- What you have to do: Reproduce every line of the data below word for word, leaving out the pictures.

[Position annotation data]
*****
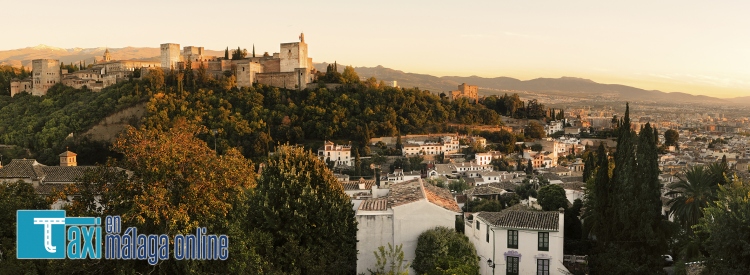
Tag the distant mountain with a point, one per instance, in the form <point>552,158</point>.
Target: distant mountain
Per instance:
<point>19,57</point>
<point>566,86</point>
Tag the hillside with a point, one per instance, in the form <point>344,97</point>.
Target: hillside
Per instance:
<point>569,86</point>
<point>24,56</point>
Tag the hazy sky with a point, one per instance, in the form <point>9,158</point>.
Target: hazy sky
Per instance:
<point>698,47</point>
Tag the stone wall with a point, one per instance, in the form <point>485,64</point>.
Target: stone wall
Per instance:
<point>286,80</point>
<point>170,55</point>
<point>45,74</point>
<point>246,71</point>
<point>271,65</point>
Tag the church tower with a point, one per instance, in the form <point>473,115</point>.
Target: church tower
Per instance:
<point>107,57</point>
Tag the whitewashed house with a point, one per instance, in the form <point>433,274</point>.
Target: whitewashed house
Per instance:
<point>341,155</point>
<point>399,217</point>
<point>518,241</point>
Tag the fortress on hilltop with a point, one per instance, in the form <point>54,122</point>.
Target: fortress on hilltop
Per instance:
<point>290,68</point>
*****
- The result:
Tag the distant mountain with a point, one per instance, in the form <point>552,158</point>.
Target: distant mountain
Per instance:
<point>19,57</point>
<point>566,86</point>
Tag the hillside with a point, one per instance, in the form <point>344,97</point>.
Target: hillside
Per instance:
<point>569,86</point>
<point>24,56</point>
Tag the hazy sky with a point, one per instance, in the form <point>9,158</point>.
Target: hazy sky
Per instance:
<point>698,47</point>
Tag the stone wall with a point, one per instance, in the form <point>485,64</point>.
Target: stone wall
Per instance:
<point>286,80</point>
<point>170,55</point>
<point>45,74</point>
<point>246,71</point>
<point>271,65</point>
Tag the church tower with a point, one per instance, in the form <point>473,115</point>.
Target: church tower
Per instance:
<point>107,57</point>
Tag the whitewashed house with a point, one per instance, in the form <point>433,274</point>.
Target: whitewashed house
Per instance:
<point>341,155</point>
<point>399,217</point>
<point>518,241</point>
Tag the fortress on hilltop with a point, one per instance, in the form <point>54,122</point>.
Target: fortress on hilltop
Per instance:
<point>290,68</point>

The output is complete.